Instructions for the task: Pick out each line in the records below that contains the word "figure" and copy it. Upper- and lowercase letters must match.

Data listing:

==*==

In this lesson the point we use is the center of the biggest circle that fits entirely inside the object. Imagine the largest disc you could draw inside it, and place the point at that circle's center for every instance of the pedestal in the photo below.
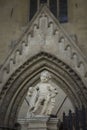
(39, 123)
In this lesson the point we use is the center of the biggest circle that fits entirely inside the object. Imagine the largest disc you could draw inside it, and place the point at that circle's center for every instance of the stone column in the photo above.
(43, 123)
(38, 123)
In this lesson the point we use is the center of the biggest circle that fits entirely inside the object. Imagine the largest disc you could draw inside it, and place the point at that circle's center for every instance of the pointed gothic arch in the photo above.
(28, 75)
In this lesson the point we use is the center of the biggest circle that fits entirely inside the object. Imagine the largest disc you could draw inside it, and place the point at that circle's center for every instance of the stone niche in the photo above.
(40, 123)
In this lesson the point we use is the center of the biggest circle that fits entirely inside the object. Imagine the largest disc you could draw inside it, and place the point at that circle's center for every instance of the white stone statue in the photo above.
(42, 96)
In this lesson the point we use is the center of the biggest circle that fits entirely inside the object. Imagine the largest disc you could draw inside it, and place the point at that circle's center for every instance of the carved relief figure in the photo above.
(43, 95)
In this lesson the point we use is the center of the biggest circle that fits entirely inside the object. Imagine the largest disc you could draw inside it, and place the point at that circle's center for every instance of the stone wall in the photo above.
(14, 18)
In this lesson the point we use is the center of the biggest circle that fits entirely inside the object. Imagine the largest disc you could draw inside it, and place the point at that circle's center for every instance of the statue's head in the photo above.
(45, 76)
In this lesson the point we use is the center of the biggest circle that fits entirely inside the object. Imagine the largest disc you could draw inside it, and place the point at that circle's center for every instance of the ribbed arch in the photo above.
(28, 75)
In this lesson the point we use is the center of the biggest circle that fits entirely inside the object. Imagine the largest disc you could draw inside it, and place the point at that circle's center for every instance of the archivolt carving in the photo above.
(27, 75)
(44, 34)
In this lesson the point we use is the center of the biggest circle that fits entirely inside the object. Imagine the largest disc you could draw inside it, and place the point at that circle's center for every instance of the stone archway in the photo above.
(28, 74)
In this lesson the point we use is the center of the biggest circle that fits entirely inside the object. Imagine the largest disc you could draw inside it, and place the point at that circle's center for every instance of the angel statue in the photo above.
(42, 96)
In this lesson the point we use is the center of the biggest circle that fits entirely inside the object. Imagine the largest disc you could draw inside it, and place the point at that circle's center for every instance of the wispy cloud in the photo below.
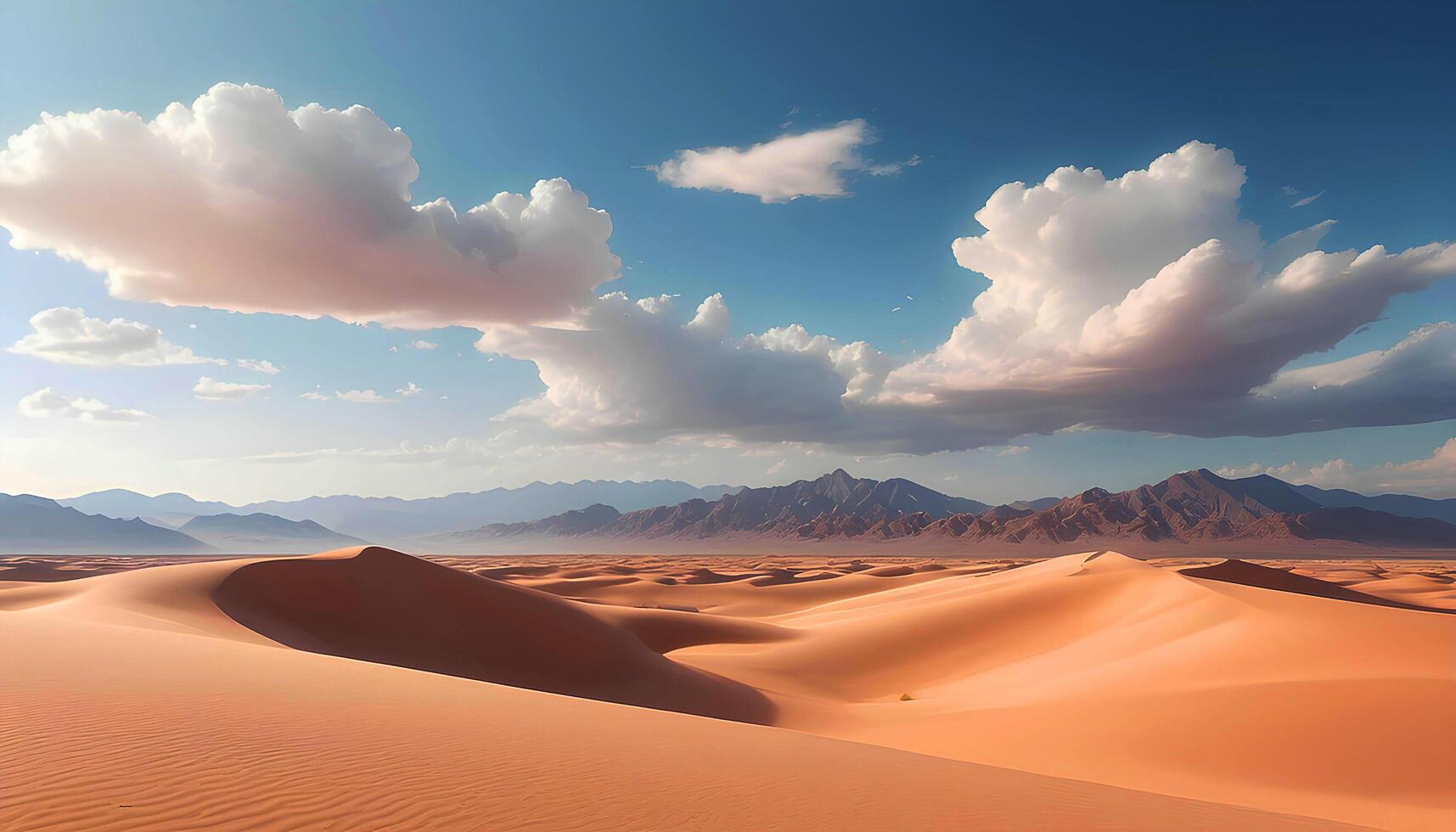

==*==

Output of the task:
In this lesson the point we use is the center of the biggest circle that fits entirely inside the object. Imagine the largest disc you could draw inside it, and place the point at that circle's center for every instance of the carved relief figure in the photo above.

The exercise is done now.